━━ Entries provided

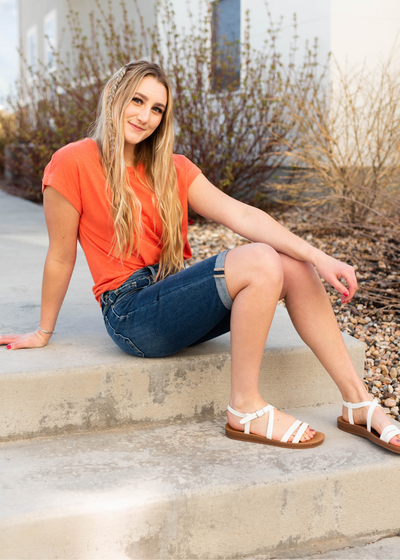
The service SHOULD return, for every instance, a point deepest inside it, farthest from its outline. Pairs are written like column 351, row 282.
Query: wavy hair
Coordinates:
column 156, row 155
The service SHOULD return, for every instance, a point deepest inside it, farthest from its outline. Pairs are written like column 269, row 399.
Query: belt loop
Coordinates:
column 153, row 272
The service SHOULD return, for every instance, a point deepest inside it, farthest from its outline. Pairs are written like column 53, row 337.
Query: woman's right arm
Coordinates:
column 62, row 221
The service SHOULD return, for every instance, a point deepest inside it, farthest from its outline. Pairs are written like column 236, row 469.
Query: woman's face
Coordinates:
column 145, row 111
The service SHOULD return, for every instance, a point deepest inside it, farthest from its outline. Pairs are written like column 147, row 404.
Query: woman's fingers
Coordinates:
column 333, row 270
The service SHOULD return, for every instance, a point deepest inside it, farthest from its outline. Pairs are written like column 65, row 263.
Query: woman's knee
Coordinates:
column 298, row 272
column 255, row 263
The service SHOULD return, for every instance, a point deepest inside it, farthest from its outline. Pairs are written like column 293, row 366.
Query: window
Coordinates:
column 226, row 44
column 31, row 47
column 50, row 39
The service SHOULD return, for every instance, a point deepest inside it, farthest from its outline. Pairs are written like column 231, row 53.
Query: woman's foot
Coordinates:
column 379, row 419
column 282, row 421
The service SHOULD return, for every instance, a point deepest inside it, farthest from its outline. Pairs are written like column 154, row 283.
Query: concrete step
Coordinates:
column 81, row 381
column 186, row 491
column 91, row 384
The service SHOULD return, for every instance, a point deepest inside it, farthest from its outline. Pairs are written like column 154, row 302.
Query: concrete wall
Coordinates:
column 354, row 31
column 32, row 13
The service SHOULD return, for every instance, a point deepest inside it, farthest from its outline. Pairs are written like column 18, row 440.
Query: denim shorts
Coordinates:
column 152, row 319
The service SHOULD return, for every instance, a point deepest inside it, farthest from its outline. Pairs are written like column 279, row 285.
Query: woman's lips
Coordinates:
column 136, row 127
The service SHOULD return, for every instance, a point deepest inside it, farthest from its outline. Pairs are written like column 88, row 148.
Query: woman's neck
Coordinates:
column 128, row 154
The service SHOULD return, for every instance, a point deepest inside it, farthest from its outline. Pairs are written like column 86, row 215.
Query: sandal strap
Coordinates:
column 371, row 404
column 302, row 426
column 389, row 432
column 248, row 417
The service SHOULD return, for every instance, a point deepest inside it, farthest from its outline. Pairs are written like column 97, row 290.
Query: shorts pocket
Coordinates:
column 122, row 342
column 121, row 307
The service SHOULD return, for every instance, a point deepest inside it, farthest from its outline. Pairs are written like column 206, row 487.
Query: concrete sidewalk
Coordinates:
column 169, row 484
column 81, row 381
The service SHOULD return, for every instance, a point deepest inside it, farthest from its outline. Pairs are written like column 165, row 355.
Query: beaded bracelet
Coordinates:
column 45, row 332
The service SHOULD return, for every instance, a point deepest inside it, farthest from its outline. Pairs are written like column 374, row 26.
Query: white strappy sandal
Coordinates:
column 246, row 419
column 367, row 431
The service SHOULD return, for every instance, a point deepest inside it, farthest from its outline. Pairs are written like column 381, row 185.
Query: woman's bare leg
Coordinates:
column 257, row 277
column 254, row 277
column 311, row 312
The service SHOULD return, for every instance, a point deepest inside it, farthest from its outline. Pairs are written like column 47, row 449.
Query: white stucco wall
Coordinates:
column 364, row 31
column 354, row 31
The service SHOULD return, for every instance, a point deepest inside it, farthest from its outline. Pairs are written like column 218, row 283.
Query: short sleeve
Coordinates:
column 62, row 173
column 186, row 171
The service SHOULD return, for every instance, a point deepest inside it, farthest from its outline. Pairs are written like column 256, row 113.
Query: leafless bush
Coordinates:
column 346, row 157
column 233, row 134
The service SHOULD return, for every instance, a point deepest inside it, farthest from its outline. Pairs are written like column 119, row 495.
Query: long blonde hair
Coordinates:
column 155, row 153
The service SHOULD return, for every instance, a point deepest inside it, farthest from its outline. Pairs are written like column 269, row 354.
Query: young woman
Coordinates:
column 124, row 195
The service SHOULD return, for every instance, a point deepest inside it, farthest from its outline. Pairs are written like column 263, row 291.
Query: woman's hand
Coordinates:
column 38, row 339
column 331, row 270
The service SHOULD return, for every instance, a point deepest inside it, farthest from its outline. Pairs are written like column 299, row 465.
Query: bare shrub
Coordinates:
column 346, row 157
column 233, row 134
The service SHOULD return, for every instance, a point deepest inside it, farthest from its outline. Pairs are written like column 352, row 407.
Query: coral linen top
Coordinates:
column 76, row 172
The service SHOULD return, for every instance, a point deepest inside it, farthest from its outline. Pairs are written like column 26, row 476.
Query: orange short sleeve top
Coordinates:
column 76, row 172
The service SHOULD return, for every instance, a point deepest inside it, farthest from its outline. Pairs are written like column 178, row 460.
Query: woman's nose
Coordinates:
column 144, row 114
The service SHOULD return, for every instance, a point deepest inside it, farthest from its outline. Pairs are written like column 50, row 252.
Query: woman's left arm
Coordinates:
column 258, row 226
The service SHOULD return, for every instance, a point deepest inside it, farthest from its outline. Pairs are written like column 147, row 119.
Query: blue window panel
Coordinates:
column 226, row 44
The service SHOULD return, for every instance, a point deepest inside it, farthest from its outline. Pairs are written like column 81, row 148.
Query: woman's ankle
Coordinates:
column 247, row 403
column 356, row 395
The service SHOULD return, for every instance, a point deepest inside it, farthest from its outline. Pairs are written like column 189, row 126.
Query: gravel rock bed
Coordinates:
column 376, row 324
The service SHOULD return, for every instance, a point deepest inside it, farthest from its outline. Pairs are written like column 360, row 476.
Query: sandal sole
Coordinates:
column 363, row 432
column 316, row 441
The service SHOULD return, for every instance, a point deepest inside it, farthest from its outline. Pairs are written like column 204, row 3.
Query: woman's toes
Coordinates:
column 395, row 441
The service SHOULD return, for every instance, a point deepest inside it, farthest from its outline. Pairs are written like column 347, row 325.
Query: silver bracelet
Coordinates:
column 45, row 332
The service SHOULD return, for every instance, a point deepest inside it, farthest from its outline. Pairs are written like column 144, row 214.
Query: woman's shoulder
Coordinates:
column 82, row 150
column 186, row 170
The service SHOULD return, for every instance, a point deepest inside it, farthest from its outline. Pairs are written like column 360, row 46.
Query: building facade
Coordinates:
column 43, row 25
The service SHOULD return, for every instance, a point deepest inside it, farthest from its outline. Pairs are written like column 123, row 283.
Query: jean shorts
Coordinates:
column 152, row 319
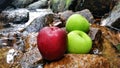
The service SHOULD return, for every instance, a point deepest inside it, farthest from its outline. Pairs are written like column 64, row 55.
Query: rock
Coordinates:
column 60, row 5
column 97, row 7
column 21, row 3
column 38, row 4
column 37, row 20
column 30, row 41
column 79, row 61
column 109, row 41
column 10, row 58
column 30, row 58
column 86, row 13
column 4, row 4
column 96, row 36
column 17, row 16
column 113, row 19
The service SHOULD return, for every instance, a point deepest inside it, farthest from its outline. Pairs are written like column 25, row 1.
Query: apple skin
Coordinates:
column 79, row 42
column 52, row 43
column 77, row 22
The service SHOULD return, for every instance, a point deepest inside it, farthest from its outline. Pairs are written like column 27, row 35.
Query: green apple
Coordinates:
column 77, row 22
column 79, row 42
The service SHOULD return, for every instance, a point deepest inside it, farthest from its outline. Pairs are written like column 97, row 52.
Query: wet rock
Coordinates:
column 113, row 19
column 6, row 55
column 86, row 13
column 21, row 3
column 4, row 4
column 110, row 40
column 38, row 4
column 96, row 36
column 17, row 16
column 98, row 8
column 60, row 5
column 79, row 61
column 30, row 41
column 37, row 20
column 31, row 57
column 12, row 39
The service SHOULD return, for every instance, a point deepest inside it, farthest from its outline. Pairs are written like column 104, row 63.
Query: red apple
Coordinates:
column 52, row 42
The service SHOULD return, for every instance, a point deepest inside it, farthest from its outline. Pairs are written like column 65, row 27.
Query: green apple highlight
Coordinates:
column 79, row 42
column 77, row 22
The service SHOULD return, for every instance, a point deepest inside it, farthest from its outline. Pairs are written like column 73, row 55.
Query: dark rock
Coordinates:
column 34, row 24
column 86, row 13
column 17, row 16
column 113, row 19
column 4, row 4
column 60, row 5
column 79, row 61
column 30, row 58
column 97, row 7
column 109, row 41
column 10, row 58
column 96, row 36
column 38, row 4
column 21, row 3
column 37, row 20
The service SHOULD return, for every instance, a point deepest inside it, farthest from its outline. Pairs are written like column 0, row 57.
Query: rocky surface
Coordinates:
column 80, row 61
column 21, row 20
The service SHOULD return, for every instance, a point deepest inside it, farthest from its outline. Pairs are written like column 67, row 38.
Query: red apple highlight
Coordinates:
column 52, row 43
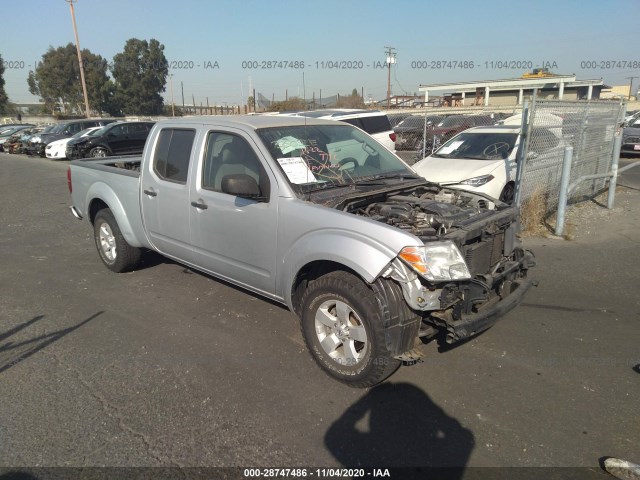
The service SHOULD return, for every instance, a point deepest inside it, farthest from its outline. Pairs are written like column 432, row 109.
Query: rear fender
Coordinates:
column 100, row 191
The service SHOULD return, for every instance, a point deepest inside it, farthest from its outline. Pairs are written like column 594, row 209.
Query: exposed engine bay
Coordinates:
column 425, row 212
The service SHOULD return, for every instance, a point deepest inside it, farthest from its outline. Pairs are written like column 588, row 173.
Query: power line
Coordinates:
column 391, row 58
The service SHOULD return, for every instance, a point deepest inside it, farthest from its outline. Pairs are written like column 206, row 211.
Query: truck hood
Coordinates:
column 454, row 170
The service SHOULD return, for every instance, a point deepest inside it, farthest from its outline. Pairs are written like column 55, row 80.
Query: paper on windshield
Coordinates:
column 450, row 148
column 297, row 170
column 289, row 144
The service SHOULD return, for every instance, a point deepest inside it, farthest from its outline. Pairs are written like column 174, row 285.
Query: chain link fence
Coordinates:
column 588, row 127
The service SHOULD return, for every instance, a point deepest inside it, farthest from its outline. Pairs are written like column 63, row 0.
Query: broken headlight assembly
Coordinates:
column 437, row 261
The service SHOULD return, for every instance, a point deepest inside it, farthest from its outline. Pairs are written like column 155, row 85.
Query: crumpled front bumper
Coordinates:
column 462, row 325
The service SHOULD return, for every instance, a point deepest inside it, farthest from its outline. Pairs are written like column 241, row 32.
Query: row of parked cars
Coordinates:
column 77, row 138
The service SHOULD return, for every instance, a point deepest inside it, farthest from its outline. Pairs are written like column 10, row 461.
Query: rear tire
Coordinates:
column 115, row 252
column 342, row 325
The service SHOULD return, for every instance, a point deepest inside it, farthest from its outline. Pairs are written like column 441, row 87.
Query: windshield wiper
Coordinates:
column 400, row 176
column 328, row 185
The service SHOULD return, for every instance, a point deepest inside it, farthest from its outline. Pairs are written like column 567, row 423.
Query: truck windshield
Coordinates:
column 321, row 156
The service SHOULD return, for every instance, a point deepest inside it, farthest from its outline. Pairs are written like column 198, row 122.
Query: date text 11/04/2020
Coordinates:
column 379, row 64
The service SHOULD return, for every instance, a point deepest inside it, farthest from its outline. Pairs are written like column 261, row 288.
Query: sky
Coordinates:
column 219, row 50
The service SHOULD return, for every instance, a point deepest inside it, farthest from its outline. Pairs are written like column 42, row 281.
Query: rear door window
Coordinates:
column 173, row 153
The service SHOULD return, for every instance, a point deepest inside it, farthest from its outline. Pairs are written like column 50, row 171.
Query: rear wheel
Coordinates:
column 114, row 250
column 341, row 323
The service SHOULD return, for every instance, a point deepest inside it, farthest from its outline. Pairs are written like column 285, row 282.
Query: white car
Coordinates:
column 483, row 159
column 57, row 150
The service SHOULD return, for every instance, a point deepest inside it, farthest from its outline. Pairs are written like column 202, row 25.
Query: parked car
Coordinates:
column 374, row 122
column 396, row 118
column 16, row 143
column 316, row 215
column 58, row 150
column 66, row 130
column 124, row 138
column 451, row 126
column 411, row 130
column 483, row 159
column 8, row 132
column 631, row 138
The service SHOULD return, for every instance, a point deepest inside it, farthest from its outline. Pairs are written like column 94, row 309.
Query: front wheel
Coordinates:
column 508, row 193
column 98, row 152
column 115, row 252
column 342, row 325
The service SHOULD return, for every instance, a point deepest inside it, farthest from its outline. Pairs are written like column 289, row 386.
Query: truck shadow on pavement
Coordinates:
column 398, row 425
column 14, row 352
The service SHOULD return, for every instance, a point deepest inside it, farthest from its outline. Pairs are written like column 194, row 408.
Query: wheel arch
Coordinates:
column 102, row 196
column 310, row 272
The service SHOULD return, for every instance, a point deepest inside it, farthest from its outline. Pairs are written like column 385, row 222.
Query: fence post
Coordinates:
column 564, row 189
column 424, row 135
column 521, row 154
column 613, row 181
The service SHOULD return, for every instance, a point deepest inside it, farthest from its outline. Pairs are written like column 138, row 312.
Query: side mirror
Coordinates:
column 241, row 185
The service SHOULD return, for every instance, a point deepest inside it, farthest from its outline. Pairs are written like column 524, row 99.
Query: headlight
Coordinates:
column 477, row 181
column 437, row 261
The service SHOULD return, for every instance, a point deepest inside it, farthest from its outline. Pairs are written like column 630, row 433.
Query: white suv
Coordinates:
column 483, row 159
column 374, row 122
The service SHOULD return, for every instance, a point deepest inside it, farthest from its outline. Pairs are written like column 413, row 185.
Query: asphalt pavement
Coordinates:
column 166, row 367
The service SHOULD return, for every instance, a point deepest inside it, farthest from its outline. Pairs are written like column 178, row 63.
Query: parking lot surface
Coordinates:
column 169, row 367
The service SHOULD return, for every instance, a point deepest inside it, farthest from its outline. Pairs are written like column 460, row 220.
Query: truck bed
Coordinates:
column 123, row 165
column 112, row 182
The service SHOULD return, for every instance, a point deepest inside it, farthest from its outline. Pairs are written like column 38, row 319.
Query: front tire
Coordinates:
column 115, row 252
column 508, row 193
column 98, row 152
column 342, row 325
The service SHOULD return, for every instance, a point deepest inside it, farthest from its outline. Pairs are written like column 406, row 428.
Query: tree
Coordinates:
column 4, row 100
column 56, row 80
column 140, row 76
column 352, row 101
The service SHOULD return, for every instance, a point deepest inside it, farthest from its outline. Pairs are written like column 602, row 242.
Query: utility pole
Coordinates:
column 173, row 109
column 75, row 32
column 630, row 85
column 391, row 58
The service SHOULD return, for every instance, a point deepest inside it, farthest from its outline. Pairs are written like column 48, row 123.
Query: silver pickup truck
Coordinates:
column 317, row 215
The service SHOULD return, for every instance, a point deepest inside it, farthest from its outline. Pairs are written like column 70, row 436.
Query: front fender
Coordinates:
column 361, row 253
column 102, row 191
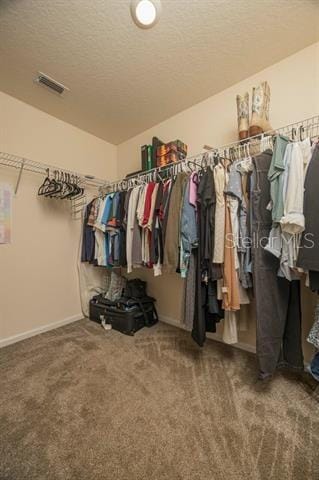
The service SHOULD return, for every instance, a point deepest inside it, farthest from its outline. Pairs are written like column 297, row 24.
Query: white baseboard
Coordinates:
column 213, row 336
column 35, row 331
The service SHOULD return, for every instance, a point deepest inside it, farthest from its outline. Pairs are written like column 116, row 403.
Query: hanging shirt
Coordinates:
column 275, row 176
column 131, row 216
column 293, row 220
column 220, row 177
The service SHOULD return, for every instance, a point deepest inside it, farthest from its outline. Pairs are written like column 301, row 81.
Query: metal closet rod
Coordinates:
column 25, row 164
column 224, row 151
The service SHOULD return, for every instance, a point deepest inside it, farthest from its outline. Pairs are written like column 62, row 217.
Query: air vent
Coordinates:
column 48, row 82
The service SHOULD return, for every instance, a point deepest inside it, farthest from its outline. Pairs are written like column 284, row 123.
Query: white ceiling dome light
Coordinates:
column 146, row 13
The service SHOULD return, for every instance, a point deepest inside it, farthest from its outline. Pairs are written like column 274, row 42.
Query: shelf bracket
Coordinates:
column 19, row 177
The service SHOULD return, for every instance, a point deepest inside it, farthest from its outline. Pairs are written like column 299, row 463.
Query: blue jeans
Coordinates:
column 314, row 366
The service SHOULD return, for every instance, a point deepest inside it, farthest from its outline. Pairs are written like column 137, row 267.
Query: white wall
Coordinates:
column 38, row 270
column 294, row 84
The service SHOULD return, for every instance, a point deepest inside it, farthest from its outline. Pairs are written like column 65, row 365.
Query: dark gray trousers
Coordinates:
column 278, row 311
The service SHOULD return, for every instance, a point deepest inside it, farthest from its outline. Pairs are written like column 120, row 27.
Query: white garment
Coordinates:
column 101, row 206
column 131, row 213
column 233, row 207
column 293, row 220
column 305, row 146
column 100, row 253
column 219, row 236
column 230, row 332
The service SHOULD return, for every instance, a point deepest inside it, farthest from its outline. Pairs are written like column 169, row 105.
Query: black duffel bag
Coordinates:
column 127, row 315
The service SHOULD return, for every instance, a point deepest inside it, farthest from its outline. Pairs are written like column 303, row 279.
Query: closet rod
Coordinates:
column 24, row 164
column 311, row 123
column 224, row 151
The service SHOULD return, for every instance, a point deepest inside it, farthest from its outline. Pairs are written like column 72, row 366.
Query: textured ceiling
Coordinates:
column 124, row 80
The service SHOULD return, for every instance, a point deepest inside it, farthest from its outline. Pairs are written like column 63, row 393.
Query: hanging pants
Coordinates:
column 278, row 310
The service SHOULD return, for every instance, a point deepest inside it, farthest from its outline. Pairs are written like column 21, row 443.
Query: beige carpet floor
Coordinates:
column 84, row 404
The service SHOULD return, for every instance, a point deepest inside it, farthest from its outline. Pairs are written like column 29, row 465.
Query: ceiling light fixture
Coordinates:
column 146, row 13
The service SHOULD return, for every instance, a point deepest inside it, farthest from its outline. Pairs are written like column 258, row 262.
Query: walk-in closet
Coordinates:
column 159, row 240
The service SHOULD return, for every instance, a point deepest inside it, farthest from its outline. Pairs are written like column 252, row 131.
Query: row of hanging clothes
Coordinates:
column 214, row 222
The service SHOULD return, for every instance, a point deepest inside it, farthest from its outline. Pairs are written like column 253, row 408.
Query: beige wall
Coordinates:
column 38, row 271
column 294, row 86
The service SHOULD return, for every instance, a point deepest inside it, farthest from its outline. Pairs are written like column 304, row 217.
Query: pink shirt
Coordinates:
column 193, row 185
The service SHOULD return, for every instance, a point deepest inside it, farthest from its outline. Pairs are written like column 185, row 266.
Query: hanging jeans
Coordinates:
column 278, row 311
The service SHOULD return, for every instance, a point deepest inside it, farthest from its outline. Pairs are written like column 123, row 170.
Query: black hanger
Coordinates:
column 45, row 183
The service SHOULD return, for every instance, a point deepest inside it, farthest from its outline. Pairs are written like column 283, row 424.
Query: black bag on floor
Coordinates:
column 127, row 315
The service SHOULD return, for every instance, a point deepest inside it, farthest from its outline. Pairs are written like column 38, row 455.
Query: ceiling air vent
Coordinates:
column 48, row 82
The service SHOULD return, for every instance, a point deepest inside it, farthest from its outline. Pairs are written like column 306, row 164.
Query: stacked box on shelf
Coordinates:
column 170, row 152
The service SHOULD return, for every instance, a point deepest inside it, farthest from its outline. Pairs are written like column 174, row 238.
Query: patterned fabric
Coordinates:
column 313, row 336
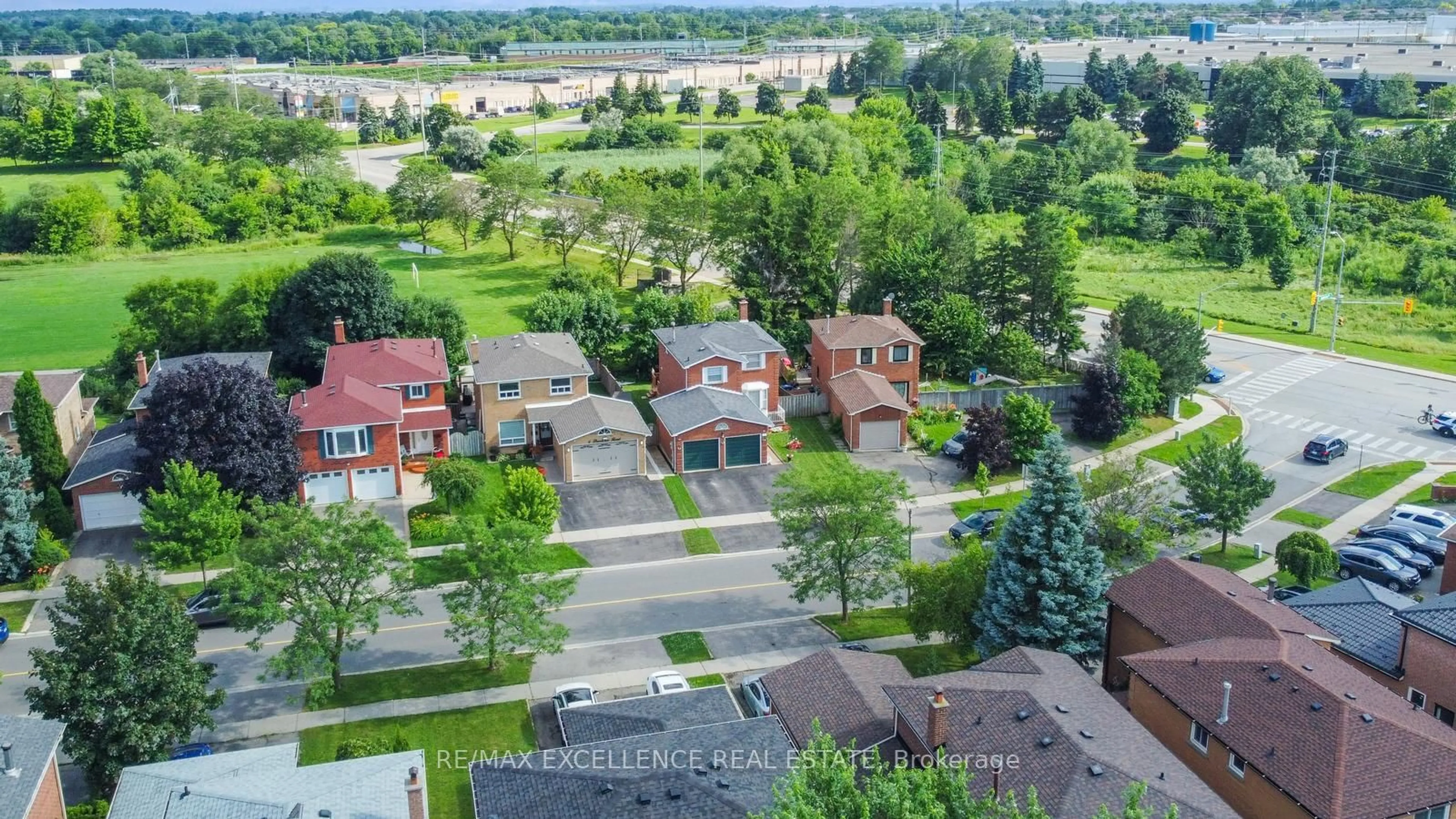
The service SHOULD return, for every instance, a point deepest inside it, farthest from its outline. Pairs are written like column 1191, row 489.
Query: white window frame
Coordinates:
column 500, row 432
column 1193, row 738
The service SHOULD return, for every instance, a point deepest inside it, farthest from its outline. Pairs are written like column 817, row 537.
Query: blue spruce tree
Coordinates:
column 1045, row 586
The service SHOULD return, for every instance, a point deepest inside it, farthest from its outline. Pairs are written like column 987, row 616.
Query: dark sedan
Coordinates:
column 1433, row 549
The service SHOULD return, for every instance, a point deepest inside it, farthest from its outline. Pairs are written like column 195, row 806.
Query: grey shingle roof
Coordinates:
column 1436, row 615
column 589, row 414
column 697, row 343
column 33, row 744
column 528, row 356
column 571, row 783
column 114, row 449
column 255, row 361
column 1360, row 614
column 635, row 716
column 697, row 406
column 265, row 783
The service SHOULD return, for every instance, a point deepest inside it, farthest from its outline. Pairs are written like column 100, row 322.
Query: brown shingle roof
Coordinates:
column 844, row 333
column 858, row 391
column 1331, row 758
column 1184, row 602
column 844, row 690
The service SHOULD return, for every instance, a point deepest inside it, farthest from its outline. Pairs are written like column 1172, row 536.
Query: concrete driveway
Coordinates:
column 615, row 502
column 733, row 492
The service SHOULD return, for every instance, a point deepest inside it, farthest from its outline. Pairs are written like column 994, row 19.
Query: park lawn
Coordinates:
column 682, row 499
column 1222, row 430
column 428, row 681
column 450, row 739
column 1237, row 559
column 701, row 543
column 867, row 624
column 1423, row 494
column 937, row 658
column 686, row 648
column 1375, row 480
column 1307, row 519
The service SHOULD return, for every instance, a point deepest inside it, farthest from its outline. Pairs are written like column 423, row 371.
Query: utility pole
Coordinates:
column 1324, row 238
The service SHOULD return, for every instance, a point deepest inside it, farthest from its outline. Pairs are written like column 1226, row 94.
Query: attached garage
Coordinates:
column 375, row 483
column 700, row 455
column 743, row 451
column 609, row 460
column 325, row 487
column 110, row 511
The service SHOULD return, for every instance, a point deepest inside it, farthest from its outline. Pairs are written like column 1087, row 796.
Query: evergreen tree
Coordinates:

━━━━

> [Problem to solve] Scan the data for lines containing "headlight" and copy all of them.

> [Your solution]
Query: broken headlight assembly
Query: headlight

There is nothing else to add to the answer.